Influence of applied stress on energy dissipation and crack growth in articular cartilage (2411.15316v1)

Abstract: Mechanical stress-induced damage to the articular cartilage can result in fracture imitation or significant tissue degeneration leading to osteoarthritis (OA) compromising joint mobility. Despite the clinical significance, a comprehensive understanding of the crack progression in cartilage damage remains elusive due to complex mechanical responses and variable initial crack geometry. This study investigated the impact of physiologically relevant stress levels, ranging from light-weight to high stress activities, on crack propagation in cartilage under compressive cyclic loading. Through empirical analysis, interconnections between localized damage (crack growth) and global damage (changes in material properties) across various levels of applied stress were established. Microscale cracks were nucleated in cylindrical cartilage plugs extracted from porcine patella specimens via microindentation and then subjected to controlled cyclic loading to examine changes in structural integrity, mechanical properties, and crack extension. Results demonstrated a decrease in cartilage thickness and apparent stiffness with increasing stress levels, indicative of bulk material damage. Dynamic mechanical properties such as energy dissipation and phase angle showed an overall reduction after fatigue loading. Crack growth followed an empirical law with increasing applied stress, reflective of greater mechanical damage at higher stress values. The findings of the study showed the interplay between global and local damage in cartilage under cyclic loading, suggesting insights into the fundamental changes occurring within the tissue. The outcomes of this investigation contributed to detailed understanding of the cartilage fatigue behavior through empirical laws and could potentially serve to prevent or delay tissue degeneration in OA.

## Exercise objective
Answer these questions using the cartilage crack growth abstract:
(a) What specimens were the cylindrical cartilage plugs taken from?
(b) How were the microscale cracks created in the plugs?
(c) What happened to cartilage thickness and apparent stiffness as stress levels increased?

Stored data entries
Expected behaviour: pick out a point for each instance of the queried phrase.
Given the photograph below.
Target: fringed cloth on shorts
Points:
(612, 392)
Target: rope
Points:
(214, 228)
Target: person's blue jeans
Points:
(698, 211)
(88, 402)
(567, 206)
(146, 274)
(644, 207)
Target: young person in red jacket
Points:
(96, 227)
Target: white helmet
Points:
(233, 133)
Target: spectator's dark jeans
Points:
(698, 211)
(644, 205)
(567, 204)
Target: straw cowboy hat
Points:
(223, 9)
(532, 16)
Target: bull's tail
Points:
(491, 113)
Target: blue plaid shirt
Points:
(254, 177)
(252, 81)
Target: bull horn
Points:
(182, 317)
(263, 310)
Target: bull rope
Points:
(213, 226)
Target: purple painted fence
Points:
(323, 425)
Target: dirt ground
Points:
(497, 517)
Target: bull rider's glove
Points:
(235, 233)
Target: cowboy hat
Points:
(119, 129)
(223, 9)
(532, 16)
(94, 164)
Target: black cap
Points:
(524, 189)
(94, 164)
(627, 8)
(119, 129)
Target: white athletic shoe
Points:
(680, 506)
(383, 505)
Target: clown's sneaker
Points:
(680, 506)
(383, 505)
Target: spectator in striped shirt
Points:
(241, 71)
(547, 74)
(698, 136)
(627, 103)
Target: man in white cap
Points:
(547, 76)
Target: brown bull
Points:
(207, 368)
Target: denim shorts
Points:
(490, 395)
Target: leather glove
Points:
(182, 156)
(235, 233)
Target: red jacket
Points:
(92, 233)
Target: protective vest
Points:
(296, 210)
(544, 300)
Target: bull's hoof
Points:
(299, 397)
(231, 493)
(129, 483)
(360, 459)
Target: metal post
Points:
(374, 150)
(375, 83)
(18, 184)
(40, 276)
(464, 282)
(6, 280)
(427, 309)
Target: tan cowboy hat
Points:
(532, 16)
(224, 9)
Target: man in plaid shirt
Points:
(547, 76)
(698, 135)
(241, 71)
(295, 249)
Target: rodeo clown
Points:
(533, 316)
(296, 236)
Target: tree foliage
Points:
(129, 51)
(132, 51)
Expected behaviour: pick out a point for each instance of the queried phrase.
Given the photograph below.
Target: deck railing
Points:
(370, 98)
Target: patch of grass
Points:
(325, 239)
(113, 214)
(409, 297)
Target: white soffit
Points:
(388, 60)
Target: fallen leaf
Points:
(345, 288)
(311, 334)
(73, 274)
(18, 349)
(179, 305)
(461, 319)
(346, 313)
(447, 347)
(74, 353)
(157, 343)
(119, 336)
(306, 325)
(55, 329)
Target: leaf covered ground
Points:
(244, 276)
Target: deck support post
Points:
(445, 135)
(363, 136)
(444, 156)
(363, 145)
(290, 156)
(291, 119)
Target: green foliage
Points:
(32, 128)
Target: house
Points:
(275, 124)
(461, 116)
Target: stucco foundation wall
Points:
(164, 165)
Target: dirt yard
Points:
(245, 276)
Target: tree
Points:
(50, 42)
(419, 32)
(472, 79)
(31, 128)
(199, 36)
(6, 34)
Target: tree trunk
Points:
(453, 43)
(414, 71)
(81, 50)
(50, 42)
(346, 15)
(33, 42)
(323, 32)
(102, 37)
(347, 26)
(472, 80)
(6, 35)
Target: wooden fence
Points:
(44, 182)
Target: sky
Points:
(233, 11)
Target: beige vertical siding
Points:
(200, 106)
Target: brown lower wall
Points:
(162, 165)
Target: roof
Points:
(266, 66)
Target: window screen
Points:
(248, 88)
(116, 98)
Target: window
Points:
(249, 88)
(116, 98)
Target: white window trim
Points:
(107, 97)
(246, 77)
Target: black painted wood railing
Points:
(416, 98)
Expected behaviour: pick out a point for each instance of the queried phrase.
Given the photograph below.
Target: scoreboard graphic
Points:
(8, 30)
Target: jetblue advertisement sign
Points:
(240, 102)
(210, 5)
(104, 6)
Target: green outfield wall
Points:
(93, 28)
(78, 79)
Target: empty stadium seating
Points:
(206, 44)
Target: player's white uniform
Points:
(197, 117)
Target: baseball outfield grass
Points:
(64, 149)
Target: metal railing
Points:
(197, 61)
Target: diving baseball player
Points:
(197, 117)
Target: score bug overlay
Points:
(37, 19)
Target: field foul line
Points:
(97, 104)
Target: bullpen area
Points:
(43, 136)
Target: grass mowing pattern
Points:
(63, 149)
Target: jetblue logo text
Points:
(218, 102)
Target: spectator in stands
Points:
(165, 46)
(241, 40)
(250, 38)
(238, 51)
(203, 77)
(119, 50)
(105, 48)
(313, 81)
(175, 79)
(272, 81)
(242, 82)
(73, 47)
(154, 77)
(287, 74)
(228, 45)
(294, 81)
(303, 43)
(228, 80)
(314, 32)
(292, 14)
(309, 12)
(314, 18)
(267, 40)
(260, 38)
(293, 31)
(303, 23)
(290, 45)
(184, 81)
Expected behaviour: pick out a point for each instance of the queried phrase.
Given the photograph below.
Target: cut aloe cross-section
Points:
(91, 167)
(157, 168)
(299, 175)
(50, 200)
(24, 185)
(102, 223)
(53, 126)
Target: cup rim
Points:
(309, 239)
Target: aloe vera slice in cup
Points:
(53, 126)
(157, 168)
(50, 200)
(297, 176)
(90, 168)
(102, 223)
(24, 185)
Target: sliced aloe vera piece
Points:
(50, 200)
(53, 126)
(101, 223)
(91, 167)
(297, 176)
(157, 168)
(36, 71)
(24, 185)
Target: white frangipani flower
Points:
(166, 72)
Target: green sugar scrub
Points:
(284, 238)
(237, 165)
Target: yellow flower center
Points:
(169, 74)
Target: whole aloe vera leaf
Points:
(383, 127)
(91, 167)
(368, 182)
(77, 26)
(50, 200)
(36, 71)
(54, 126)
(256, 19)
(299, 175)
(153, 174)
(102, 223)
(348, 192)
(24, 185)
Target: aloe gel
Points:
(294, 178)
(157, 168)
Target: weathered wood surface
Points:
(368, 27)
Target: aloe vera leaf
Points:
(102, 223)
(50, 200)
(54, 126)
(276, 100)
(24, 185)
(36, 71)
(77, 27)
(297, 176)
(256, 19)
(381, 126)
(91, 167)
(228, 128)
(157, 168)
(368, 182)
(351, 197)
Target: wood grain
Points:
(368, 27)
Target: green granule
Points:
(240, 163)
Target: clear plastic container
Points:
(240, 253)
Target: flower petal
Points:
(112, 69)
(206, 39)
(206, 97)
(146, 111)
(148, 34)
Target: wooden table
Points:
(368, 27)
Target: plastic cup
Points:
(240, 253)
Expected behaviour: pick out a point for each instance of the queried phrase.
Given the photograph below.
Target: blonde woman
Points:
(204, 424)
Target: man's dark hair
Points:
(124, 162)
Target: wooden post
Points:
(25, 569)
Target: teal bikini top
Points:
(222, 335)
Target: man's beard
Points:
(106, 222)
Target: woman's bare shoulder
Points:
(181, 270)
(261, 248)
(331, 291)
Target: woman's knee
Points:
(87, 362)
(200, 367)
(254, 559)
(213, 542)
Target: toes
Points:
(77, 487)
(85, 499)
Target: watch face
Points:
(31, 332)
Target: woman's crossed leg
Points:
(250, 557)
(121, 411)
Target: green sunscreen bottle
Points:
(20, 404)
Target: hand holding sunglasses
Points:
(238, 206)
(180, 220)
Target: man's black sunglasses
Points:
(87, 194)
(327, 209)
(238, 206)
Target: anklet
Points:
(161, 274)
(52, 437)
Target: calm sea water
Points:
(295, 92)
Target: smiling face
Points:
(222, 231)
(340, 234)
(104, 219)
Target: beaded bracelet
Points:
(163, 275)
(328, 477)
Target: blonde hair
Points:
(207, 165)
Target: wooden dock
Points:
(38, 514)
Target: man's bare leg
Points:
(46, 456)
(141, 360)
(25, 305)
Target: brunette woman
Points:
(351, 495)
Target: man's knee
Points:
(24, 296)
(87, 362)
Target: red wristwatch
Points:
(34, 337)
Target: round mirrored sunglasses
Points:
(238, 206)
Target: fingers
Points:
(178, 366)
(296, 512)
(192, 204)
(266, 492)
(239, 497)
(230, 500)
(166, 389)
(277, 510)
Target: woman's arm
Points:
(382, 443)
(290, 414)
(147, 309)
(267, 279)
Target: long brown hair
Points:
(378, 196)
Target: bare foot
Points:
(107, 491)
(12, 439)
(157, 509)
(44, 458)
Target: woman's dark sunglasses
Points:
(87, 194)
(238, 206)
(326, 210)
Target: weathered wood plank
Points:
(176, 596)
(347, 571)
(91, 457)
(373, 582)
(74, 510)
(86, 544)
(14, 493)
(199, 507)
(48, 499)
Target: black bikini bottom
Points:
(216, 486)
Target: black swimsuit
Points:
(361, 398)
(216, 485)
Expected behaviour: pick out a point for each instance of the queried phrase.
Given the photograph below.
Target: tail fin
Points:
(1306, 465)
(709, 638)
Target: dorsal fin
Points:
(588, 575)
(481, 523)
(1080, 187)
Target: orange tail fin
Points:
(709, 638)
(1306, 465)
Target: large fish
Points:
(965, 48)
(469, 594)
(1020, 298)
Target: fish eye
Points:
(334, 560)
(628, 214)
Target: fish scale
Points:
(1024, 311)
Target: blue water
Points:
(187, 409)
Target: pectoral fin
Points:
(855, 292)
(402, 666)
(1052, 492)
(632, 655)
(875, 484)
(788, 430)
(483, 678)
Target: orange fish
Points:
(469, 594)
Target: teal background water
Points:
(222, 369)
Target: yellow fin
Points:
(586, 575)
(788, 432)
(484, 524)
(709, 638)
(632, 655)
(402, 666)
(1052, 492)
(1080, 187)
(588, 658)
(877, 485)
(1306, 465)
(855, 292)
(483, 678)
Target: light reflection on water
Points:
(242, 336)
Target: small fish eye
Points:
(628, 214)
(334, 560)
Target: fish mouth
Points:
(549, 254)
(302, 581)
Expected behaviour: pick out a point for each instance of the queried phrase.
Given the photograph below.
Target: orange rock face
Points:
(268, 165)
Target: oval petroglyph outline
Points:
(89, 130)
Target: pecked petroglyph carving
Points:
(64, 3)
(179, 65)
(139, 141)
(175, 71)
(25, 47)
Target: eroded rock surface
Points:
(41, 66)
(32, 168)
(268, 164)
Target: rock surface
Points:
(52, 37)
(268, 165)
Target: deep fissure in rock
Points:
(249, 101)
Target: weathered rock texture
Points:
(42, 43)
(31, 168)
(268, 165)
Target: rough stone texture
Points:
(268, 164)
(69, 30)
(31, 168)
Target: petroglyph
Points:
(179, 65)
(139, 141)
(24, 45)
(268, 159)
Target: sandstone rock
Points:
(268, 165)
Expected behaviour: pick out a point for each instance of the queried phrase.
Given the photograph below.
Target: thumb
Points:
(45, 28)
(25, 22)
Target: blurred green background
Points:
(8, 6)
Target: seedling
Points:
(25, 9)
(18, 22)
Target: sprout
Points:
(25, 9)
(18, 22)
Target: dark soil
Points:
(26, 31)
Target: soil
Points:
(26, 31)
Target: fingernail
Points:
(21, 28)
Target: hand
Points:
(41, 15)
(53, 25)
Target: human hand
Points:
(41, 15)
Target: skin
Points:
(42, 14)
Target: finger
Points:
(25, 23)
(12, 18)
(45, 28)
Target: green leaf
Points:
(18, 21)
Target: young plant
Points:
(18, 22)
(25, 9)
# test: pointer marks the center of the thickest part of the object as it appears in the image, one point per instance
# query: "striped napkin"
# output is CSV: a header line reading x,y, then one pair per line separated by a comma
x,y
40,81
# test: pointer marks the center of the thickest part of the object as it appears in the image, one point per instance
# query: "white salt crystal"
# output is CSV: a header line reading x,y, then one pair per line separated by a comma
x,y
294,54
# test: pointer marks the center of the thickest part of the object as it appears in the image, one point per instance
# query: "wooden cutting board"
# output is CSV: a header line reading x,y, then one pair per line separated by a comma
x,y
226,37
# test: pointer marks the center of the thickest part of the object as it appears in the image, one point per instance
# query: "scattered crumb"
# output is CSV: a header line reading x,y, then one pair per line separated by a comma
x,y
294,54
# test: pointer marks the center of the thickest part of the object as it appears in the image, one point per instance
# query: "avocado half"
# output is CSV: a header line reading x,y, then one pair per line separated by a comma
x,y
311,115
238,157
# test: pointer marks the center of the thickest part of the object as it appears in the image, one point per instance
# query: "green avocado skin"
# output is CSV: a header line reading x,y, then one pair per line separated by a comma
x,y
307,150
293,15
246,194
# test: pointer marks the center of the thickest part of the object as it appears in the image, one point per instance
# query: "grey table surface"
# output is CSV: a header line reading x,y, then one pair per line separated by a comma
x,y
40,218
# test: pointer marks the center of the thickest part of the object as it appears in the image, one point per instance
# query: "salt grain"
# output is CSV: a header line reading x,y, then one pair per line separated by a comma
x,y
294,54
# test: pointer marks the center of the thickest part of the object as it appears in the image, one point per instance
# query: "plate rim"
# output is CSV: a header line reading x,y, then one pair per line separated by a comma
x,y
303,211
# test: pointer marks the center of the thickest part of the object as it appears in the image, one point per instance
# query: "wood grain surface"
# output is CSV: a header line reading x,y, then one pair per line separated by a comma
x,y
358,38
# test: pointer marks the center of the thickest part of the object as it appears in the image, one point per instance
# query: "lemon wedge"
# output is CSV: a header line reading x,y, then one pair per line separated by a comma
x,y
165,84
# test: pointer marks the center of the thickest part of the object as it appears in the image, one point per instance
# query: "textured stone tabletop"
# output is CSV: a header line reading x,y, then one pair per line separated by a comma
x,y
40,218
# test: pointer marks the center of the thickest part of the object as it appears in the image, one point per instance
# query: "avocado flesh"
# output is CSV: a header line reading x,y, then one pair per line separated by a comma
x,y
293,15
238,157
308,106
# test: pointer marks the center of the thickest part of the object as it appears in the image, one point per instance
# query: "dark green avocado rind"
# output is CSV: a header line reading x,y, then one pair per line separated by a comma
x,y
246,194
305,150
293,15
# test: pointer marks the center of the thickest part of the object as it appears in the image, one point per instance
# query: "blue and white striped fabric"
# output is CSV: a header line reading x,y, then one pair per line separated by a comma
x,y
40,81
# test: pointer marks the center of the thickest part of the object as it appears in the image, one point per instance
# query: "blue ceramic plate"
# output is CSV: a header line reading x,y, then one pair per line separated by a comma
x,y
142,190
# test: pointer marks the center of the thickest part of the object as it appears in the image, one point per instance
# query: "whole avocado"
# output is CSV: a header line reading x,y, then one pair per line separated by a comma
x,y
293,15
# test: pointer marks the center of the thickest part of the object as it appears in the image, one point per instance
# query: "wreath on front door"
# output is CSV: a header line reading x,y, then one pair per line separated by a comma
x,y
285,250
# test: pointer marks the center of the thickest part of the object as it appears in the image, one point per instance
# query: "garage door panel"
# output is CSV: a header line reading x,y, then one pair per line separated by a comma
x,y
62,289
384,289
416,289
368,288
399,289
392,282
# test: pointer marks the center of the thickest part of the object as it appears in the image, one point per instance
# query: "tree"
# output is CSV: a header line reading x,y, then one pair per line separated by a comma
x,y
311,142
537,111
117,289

## Response area
(a) Porcine patella specimens.
(b) Through microindentation.
(c) Both decreased.